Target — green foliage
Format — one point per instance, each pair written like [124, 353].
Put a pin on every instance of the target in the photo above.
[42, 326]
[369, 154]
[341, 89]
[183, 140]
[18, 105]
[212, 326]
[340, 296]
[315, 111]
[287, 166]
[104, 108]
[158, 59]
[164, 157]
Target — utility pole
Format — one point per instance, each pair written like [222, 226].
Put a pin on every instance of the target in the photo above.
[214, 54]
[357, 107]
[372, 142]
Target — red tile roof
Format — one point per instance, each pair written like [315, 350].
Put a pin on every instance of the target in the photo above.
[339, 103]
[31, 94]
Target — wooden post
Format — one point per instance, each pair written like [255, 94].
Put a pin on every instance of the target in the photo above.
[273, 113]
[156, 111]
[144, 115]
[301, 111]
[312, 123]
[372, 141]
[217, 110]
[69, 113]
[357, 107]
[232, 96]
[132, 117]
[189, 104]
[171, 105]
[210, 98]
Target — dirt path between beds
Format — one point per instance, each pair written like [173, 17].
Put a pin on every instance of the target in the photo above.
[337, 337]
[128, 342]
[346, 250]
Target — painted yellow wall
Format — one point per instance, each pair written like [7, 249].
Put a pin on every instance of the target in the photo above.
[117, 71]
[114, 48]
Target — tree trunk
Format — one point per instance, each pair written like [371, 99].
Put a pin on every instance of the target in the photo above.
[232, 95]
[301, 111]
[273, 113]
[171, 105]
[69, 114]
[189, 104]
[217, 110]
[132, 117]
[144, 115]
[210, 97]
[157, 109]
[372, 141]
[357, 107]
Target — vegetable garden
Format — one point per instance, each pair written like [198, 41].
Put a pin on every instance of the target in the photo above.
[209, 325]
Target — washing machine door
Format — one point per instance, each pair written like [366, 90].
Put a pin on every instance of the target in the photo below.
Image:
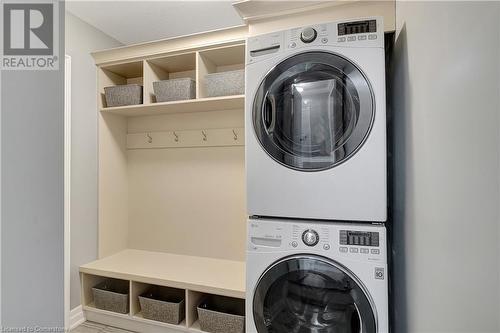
[313, 111]
[312, 294]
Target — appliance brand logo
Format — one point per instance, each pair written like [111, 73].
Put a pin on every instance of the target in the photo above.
[30, 35]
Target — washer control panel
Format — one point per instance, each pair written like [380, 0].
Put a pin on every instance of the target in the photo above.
[354, 240]
[310, 237]
[308, 35]
[351, 33]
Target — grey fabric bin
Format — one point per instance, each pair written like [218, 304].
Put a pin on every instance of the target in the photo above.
[112, 295]
[127, 94]
[163, 304]
[225, 83]
[218, 314]
[174, 90]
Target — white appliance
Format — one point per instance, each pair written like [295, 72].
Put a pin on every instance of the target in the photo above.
[315, 120]
[316, 277]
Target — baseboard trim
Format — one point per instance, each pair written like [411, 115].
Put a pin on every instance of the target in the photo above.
[76, 317]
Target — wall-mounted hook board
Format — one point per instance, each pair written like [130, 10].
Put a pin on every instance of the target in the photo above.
[216, 137]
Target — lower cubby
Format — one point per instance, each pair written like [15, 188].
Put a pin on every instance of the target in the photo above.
[172, 278]
[165, 309]
[215, 313]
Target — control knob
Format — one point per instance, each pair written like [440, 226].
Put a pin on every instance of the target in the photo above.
[310, 237]
[308, 35]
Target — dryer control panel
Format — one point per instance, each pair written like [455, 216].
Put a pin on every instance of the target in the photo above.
[360, 241]
[351, 33]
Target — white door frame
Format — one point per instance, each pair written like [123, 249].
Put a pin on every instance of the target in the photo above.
[67, 190]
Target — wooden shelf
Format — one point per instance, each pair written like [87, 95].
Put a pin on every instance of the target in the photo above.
[207, 275]
[91, 307]
[186, 106]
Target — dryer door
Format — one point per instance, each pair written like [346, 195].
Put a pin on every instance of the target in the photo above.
[306, 294]
[313, 111]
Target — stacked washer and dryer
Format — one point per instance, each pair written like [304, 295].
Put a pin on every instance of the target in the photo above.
[316, 179]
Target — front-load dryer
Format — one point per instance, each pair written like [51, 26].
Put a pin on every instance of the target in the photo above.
[316, 277]
[315, 120]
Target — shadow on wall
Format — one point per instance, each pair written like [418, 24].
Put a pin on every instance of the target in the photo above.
[400, 169]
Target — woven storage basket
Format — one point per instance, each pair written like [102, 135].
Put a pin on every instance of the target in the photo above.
[163, 304]
[218, 314]
[225, 83]
[128, 94]
[112, 295]
[174, 90]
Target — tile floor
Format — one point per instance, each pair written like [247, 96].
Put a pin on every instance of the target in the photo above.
[89, 327]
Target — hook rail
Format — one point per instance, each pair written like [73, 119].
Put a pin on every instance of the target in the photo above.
[216, 137]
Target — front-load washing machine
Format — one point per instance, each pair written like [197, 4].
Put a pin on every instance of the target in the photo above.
[315, 120]
[316, 277]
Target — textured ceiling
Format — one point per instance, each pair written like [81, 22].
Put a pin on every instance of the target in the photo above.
[133, 22]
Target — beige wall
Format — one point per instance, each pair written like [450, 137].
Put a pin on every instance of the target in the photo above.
[446, 138]
[81, 39]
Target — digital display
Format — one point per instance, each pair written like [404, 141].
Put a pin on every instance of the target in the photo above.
[359, 238]
[359, 27]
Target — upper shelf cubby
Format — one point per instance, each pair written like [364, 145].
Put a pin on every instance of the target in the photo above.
[192, 64]
[218, 60]
[167, 68]
[119, 74]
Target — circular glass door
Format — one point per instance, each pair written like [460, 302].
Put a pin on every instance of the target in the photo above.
[311, 294]
[313, 111]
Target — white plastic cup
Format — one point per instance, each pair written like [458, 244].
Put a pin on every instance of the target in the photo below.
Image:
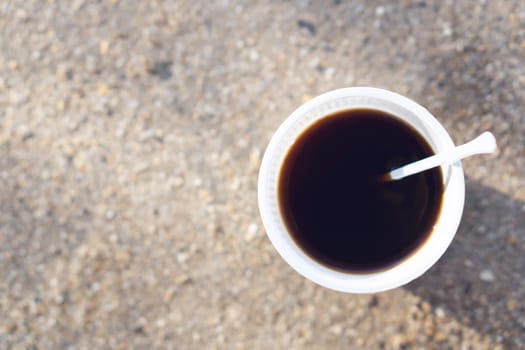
[325, 105]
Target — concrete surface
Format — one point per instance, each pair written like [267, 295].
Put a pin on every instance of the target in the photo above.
[130, 138]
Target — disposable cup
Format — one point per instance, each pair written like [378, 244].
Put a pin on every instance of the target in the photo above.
[323, 106]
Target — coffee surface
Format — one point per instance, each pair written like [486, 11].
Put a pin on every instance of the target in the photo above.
[335, 210]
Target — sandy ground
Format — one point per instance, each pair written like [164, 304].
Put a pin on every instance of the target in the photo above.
[131, 134]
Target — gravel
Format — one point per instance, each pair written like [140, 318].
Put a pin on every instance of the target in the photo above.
[130, 138]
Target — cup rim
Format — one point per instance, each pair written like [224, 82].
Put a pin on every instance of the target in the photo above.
[409, 268]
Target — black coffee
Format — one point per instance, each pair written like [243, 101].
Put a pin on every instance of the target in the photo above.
[332, 205]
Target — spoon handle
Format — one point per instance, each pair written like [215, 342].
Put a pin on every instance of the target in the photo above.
[484, 143]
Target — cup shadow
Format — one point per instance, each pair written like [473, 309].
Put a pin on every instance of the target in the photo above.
[480, 280]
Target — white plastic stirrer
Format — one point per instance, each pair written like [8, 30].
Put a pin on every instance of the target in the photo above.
[484, 143]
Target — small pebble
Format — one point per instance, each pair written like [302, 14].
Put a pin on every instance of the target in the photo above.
[487, 276]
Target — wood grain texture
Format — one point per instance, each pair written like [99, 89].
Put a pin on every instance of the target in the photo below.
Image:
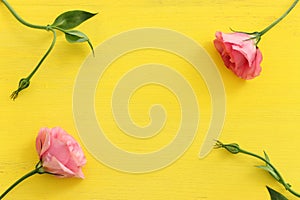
[262, 114]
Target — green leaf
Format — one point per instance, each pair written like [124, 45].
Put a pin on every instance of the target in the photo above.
[74, 36]
[71, 19]
[268, 168]
[276, 195]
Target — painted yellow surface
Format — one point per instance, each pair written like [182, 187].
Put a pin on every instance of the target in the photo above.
[262, 114]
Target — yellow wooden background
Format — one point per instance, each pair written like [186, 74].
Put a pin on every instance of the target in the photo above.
[262, 114]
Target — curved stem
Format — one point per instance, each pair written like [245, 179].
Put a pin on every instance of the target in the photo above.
[234, 149]
[261, 33]
[45, 56]
[22, 20]
[24, 82]
[35, 171]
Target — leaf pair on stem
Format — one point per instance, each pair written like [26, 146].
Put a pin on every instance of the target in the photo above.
[269, 167]
[64, 23]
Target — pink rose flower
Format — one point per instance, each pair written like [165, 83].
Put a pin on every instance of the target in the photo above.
[60, 153]
[239, 54]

#####

▸ Problem details
Find the line containing "Target — yellow wooden background". Reproduce it exactly, along with every line after it through the last.

▸ Full output
Target — yellow wooden background
Format — one point per instance, each pair written like [186, 74].
Put a pin on every instance of the target in the photo above.
[262, 114]
Target — curved stem
Format — one point per instance, each pair written like [245, 179].
Put a pin on every instance of the target in the photo above.
[234, 149]
[261, 33]
[45, 56]
[22, 20]
[24, 82]
[35, 171]
Target — leaf pair on stem
Format — one point per instance, each pair written like [26, 146].
Put a pin on every instance of the target in the photo above.
[269, 167]
[64, 23]
Target — pink rose flower
Format — one point per instance, each pair written like [165, 83].
Put a pin on every instance of the target in the photo above.
[60, 153]
[239, 54]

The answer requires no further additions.